Reproduce the passage of the chronology review from "5 out of 5 stars" to "not just Chronology." verbatim.

Extract to read.
━━━━━━━━━━
5 out of 5 stars Accepted History & Chronology Must Be Changed. .......2007-04-09

There is no doubt that history as most know it is a sham, & institution's version of History both University & Church is fradulent & inaccurate. Everything was established with an agenda, The real "Dark Ages" are now when we have access to incredible amounts of information past authorities & more important 'common folk' didn't have but our institutions & educators are slow to evolve because of what has ignorantly & arrogantly been taught for too long. This is on many subjects not just Chronology.

For anyone to question "Why would a Mathematician have anything credible to say of History?" The answer is from Dr. Fomenko's preface in the book: "It would be worthwhile to remind the reader that in the XVI-XVII century Chronology was considered to be a subdivision of Mathematics." These volumes could possibly be some of the most important works to date & should be read by everyone with an interest in History, especially professors & educators who have a duty to the public. I have read both books & must say that 'Chronology 1' has some very eye opening & revolutionary information. Even if these volumes are part true the implications are profound & opens the doors to further investigations & questions which must be done. I speak several different lanquages & must say the logic Dr. Fomenko uses with "inflection" of words & words being read from left to right in one region & right to left in another then written backwards, the removal of vowels & get down to basics of words, or different cities & locations having the same name etc. is correct. Vowel usage has always been optional & varied, actually complicating linquistics & study. The first thing one has to understand is that words never had a fixed spelling in history like we do now, the spelling of words was mutable & regional, as well as names & titles of people were vast, varied & changed, NOTHING WAS FIXED or understood linear. Matters of Life & Death as well as financial profiteering yesterday & today were & are made with ignorant, illogical & conspiratorial views of history & reality, it's time people get closer to the Truth & society collectively grow up.
━━━━━━━━━━
Information supplied.
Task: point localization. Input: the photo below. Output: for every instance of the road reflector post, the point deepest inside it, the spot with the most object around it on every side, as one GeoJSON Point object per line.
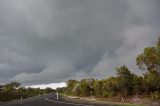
{"type": "Point", "coordinates": [57, 95]}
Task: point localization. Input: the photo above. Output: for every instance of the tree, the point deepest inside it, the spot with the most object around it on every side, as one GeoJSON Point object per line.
{"type": "Point", "coordinates": [150, 58]}
{"type": "Point", "coordinates": [125, 82]}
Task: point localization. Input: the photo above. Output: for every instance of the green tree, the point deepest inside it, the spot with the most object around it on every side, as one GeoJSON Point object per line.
{"type": "Point", "coordinates": [125, 82]}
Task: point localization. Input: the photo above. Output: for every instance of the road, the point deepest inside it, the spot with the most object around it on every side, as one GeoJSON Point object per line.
{"type": "Point", "coordinates": [47, 100]}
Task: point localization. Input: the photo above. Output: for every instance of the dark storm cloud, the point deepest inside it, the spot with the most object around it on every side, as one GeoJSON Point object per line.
{"type": "Point", "coordinates": [54, 40]}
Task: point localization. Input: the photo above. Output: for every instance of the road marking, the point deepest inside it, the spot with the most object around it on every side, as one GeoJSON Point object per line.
{"type": "Point", "coordinates": [67, 103]}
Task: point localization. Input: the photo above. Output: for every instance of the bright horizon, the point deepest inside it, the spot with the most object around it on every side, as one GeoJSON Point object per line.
{"type": "Point", "coordinates": [50, 85]}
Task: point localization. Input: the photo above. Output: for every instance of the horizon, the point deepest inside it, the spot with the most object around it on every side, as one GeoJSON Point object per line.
{"type": "Point", "coordinates": [52, 41]}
━━━━━━━━━━
Reply.
5 out of 5 stars Accepted History & Chronology Must Be Changed. .......2007-04-09

There is no doubt that history as most know it is a sham, & institution's version of History both University & Church is fradulent & inaccurate. Everything was established with an agenda, The real "Dark Ages" are now when we have access to incredible amounts of information past authorities & more important 'common folk' didn't have but our institutions & educators are slow to evolve because of what has ignorantly & arrogantly been taught for too long. This is on many subjects not just Chronology.